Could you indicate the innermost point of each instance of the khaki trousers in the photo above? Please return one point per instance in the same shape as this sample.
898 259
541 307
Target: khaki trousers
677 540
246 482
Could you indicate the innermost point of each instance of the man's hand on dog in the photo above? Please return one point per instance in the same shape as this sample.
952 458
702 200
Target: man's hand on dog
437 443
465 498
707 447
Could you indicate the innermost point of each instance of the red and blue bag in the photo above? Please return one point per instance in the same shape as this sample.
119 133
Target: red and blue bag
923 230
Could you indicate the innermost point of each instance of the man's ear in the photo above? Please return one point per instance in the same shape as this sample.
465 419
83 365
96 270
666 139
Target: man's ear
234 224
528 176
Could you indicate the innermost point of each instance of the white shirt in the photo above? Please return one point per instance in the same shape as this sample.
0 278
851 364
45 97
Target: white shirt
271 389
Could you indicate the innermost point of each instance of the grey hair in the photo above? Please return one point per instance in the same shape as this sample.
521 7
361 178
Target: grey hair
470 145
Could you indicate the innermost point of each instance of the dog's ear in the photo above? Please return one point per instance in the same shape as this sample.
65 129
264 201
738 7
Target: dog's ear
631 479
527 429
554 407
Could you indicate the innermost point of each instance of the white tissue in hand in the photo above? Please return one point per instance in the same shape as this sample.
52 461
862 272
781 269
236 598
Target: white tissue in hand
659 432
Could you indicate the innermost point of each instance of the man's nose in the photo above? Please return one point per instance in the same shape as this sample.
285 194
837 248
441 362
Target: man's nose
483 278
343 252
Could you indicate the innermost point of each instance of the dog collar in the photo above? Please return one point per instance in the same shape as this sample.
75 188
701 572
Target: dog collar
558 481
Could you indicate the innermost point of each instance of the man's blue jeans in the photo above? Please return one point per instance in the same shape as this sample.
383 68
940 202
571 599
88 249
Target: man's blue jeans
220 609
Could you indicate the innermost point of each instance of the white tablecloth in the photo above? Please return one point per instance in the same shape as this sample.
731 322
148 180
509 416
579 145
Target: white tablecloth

To be done = Update the rows starting at the line that contains "the white tablecloth" and ending at the end of the rows, replacing "tablecloth" with "napkin" and changing nothing else.

Answer in full =
Could you indicate the innermost point of each instance of the white napkin in the photo above? Please return one point per instance in the same shape as this sample.
731 322
148 180
509 416
579 145
Target: white napkin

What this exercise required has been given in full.